* BEGIN READING PASSAGE *

Truthfully, I'm not, nor have ever been a hardware guy, only software.
That's why I asked if there's something specific I can see, count, etc
to determine whether something belongs to host0, host1 or host2. I'm
just confused, that's all. This all started because I was trying to
help a guy install his internal zip drive. I have one also, and devfs
screwed up my system, so I had to pund the books until I finally found a
workaround by creating the necessary directories and block devices. It
was quite an experience. He had host0 and host2 on his system, and I
couldn't figure out where to put the block device on his system. We
both finally gave up, I think.
Anyhow, thanks for the information, and BTW, it's for IDE
Robert
On Thu, 2003-01-16 at 11:02, Borzenkov Andrey wrote:
> [...]>
> > Secondly, in /dev, there is the common host0, host1 business.
>
> /dev/ide or /dev/scsi?
>
> I still
> > haven't figured out the logic for determining the hostx business. Is it
> > something I can visually see on the motherboard, or is it something I
> > can query my system about that will provide the answer?

* END READING PASSAGE *
* BEGIN RECORDS FOR THE TASK *

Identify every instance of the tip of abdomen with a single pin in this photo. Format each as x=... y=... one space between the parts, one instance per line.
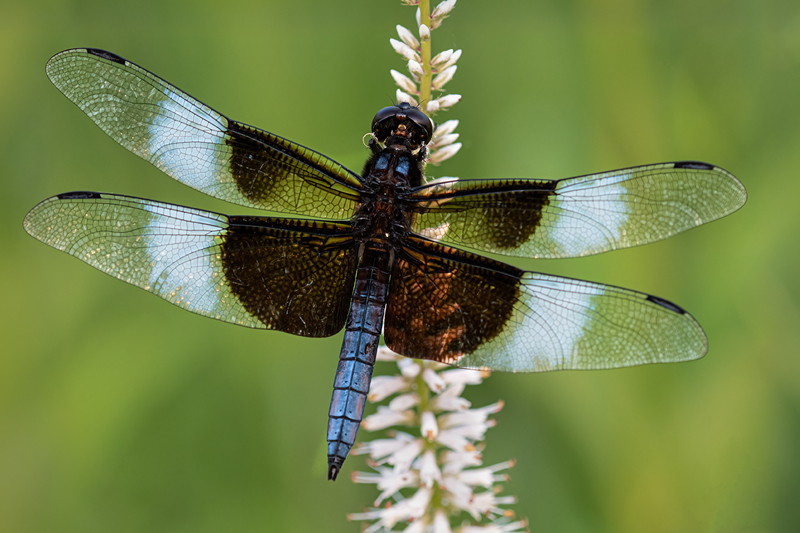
x=334 y=467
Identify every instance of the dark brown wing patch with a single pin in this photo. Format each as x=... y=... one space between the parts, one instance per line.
x=444 y=303
x=293 y=275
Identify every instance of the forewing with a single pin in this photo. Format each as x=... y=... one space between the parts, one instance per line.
x=577 y=216
x=199 y=146
x=288 y=275
x=461 y=309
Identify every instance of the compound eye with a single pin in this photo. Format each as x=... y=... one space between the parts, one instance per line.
x=422 y=120
x=383 y=114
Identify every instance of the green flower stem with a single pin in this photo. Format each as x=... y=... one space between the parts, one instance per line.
x=425 y=82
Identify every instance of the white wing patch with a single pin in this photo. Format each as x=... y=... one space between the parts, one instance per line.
x=595 y=219
x=186 y=140
x=185 y=260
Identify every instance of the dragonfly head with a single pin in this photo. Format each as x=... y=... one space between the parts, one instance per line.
x=402 y=120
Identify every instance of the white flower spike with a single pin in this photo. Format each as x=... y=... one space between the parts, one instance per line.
x=432 y=474
x=442 y=459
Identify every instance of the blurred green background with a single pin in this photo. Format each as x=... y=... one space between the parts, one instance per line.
x=119 y=412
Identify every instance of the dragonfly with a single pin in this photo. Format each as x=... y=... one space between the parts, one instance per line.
x=378 y=253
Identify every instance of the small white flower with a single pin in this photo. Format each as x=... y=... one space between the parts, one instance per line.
x=441 y=58
x=385 y=354
x=429 y=470
x=443 y=77
x=433 y=380
x=445 y=128
x=449 y=403
x=404 y=82
x=441 y=524
x=400 y=96
x=424 y=33
x=448 y=100
x=428 y=426
x=380 y=448
x=443 y=9
x=472 y=416
x=451 y=61
x=407 y=37
x=404 y=50
x=415 y=67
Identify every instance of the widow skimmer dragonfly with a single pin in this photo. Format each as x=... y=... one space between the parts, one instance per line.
x=379 y=253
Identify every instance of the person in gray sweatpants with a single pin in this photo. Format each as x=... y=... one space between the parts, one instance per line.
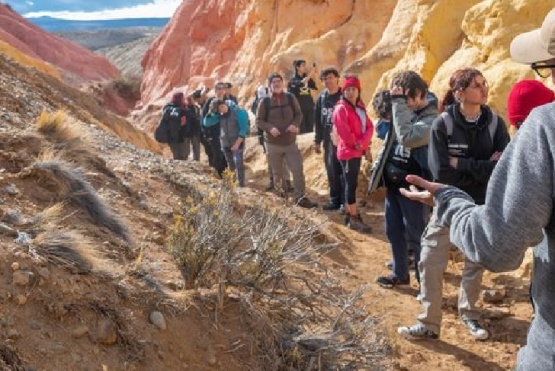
x=466 y=141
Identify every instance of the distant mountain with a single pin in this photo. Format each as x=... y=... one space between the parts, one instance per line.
x=57 y=25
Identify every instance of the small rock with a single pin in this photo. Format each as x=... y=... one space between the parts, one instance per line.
x=106 y=332
x=22 y=278
x=493 y=296
x=12 y=334
x=34 y=325
x=80 y=331
x=44 y=273
x=20 y=299
x=11 y=189
x=158 y=320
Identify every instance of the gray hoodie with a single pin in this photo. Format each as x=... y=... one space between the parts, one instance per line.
x=518 y=213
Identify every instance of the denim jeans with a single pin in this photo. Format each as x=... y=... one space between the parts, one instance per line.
x=335 y=174
x=235 y=163
x=405 y=221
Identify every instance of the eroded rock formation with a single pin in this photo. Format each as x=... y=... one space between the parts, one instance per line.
x=76 y=63
x=242 y=41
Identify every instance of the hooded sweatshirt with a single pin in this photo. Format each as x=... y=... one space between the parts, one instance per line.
x=518 y=213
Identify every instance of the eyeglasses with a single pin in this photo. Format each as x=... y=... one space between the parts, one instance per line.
x=543 y=69
x=476 y=85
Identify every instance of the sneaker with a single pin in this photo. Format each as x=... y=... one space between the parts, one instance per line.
x=356 y=224
x=416 y=332
x=306 y=203
x=389 y=264
x=476 y=329
x=331 y=206
x=391 y=281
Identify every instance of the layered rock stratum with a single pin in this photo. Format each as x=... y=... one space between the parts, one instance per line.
x=243 y=41
x=75 y=63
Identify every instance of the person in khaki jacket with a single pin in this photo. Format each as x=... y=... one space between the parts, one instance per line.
x=280 y=116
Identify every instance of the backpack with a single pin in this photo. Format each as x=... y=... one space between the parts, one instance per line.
x=268 y=103
x=448 y=120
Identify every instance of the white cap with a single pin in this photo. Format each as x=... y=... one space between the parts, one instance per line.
x=537 y=45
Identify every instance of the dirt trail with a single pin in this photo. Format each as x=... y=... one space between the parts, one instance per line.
x=363 y=257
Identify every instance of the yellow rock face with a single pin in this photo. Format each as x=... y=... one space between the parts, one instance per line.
x=243 y=41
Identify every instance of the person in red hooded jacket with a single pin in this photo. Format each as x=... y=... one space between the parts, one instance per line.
x=352 y=132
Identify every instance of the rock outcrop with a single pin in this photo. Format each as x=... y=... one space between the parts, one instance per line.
x=242 y=41
x=76 y=64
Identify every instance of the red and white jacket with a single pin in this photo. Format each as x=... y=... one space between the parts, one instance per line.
x=349 y=129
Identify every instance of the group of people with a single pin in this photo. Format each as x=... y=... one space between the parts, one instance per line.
x=499 y=198
x=496 y=203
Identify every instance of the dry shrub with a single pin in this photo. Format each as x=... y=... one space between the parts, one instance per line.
x=302 y=317
x=69 y=184
x=58 y=128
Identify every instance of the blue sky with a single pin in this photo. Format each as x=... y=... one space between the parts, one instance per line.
x=95 y=9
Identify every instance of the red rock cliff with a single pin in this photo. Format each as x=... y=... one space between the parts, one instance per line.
x=75 y=62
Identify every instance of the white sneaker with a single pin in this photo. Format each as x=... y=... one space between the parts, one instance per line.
x=476 y=329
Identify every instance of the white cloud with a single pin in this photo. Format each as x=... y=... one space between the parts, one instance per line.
x=156 y=9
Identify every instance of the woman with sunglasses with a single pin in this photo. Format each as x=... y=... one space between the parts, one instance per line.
x=466 y=142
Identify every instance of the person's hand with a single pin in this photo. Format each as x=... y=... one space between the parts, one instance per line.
x=292 y=129
x=425 y=196
x=316 y=148
x=368 y=155
x=496 y=156
x=453 y=162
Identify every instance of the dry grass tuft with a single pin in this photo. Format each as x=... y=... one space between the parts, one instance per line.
x=65 y=249
x=69 y=184
x=303 y=318
x=65 y=133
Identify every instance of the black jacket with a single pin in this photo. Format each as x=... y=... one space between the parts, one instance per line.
x=322 y=115
x=472 y=145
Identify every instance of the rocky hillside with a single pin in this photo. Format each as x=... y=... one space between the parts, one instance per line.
x=242 y=41
x=75 y=63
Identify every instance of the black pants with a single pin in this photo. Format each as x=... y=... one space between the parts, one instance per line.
x=351 y=168
x=334 y=172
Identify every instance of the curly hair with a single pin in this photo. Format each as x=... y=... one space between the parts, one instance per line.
x=411 y=81
x=382 y=104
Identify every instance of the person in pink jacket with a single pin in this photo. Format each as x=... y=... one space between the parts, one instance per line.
x=352 y=132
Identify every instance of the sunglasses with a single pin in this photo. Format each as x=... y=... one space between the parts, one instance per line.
x=543 y=69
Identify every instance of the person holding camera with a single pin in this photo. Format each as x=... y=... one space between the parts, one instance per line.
x=301 y=86
x=466 y=142
x=410 y=113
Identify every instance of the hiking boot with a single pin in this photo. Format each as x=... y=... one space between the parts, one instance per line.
x=269 y=187
x=288 y=186
x=476 y=330
x=306 y=203
x=416 y=332
x=331 y=206
x=356 y=224
x=391 y=281
x=341 y=209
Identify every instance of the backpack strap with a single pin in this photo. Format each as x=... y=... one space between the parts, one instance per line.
x=448 y=121
x=268 y=103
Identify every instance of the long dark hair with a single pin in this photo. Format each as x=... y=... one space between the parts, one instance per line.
x=460 y=80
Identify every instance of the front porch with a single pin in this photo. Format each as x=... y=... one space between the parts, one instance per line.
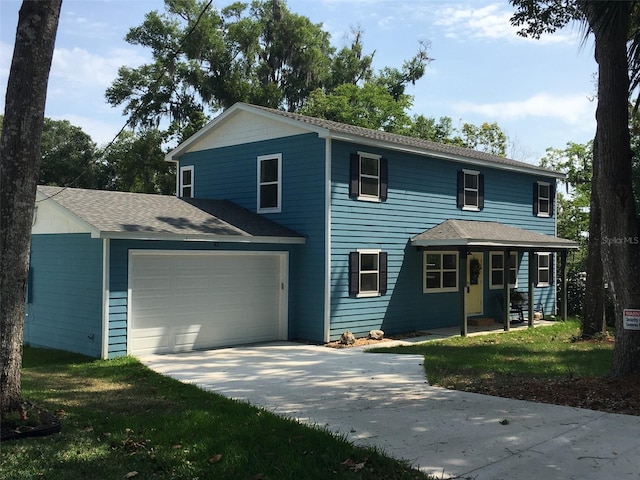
x=476 y=244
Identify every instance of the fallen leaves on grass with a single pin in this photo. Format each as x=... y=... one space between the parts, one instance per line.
x=606 y=394
x=353 y=465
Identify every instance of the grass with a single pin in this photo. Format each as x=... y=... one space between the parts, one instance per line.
x=122 y=420
x=542 y=352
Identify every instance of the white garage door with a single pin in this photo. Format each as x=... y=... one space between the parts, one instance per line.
x=181 y=301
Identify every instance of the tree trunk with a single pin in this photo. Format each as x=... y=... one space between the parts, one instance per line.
x=620 y=229
x=19 y=169
x=593 y=318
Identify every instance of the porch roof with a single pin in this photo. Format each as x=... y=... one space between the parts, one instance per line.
x=474 y=233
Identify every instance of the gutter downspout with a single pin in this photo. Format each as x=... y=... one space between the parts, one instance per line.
x=106 y=246
x=327 y=242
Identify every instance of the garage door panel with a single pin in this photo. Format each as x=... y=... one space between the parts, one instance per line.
x=204 y=300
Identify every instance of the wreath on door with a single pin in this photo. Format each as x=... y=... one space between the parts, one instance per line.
x=474 y=270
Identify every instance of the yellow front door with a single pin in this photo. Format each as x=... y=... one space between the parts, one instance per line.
x=473 y=296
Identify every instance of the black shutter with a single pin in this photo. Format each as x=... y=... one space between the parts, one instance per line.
x=382 y=266
x=354 y=184
x=460 y=201
x=384 y=179
x=354 y=273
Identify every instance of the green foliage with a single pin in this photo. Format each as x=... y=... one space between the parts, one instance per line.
x=260 y=53
x=118 y=417
x=487 y=137
x=369 y=106
x=547 y=351
x=135 y=163
x=537 y=17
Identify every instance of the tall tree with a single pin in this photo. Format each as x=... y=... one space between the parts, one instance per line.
x=574 y=222
x=68 y=156
x=19 y=169
x=135 y=163
x=205 y=60
x=613 y=202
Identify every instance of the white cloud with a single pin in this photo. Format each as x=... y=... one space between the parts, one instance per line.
x=490 y=22
x=77 y=66
x=575 y=109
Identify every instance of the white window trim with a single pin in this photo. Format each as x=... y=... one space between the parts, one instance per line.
x=424 y=272
x=501 y=286
x=368 y=198
x=371 y=293
x=278 y=207
x=472 y=208
x=547 y=268
x=548 y=198
x=181 y=179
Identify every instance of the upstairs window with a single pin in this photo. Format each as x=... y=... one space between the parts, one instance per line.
x=269 y=183
x=497 y=270
x=542 y=199
x=368 y=177
x=185 y=188
x=440 y=272
x=367 y=273
x=470 y=190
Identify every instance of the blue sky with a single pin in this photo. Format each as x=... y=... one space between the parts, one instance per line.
x=541 y=93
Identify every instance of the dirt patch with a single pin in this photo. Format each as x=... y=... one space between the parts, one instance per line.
x=370 y=341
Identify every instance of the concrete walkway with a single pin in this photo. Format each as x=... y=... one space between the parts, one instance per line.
x=384 y=400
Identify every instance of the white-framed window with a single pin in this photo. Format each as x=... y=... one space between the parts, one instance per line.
x=496 y=270
x=470 y=194
x=269 y=183
x=543 y=269
x=367 y=273
x=369 y=173
x=185 y=188
x=440 y=272
x=542 y=202
x=368 y=177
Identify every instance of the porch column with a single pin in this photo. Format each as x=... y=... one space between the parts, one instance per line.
x=532 y=285
x=506 y=256
x=462 y=281
x=563 y=272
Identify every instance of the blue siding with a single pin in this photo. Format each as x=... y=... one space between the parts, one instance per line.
x=231 y=173
x=66 y=308
x=119 y=278
x=422 y=194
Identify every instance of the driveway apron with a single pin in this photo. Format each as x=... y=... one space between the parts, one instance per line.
x=384 y=400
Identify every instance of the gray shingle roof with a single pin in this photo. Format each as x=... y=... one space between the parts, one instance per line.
x=450 y=151
x=137 y=215
x=487 y=234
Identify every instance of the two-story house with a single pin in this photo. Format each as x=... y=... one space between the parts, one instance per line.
x=292 y=227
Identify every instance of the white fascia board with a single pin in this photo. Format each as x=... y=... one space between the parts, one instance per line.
x=202 y=238
x=445 y=156
x=493 y=243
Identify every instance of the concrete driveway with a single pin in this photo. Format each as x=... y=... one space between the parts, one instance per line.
x=384 y=400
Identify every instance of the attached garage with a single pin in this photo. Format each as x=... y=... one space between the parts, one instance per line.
x=182 y=301
x=118 y=273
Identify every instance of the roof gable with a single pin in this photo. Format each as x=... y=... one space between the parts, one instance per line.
x=487 y=234
x=107 y=214
x=236 y=125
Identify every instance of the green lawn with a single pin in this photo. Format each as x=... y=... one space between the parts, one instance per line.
x=121 y=420
x=541 y=352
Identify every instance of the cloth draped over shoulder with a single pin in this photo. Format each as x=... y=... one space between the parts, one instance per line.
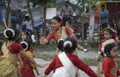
x=8 y=63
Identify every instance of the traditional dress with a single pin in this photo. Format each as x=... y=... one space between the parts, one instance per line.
x=109 y=68
x=9 y=59
x=100 y=50
x=66 y=31
x=27 y=68
x=56 y=63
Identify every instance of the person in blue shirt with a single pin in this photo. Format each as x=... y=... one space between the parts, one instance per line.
x=104 y=17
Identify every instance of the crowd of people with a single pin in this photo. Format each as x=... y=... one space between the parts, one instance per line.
x=17 y=57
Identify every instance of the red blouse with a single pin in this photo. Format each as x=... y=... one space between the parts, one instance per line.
x=55 y=36
x=100 y=46
x=108 y=65
x=15 y=48
x=75 y=60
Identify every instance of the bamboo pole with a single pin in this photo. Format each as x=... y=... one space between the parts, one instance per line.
x=8 y=12
x=44 y=16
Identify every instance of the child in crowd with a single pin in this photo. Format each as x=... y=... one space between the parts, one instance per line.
x=11 y=50
x=109 y=64
x=66 y=63
x=108 y=37
x=27 y=67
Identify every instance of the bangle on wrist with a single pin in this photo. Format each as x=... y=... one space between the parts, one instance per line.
x=84 y=50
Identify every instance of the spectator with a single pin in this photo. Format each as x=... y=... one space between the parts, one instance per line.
x=66 y=12
x=104 y=17
x=86 y=16
x=96 y=17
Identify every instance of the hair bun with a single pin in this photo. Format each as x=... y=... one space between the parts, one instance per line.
x=68 y=43
x=11 y=30
x=24 y=45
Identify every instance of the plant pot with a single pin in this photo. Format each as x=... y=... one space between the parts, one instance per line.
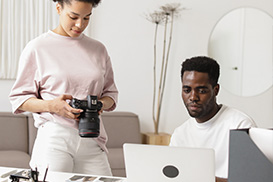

* END RECORDS FOR THE TASK *

# SET EXERCISE 1:
Edit the email about devfs hosts: rewrite the part between "That's why I" and "up, I think.", inclusive, with "zip drive" replaced by "CD-ROM drive".
# SET EXERCISE 2:
Render the lines of the records between the lines holding "Identify every instance of the dragonfly head" and "x=378 y=253", inclusive, as a JSON list of strings with one string per line and no blank lines.

# EXERCISE SOLUTION 1:
That's why I asked if there's something specific I can see, count, etc
to determine whether something belongs to host0, host1 or host2. I'm
just confused, that's all. This all started because I was trying to
help a guy install his internal CD-ROM drive. I have one also, and devfs
screwed up my system, so I had to pund the books until I finally found a
workaround by creating the necessary directories and block devices. It
was quite an experience. He had host0 and host2 on his system, and I
couldn't figure out where to put the block device on his system. We
both finally gave up, I think.

# EXERCISE SOLUTION 2:
[
  "Identify every instance of the dragonfly head with a single pin in this photo. Format each as x=... y=... one space between the parts, one instance per line.",
  "x=402 y=120",
  "Identify every instance of the white flower spike with a single pin in this photo. Format each as x=... y=... one space between the parts, one instance per line.",
  "x=432 y=474",
  "x=442 y=459",
  "Identify every instance of the blurred green background with a single pin in this photo. Format each as x=... y=... one space between the parts, one instance per line.",
  "x=119 y=412",
  "Identify every instance of the dragonfly with a single pin in this photo. Format each as x=... y=... one space between the parts, one instance per line.",
  "x=378 y=253"
]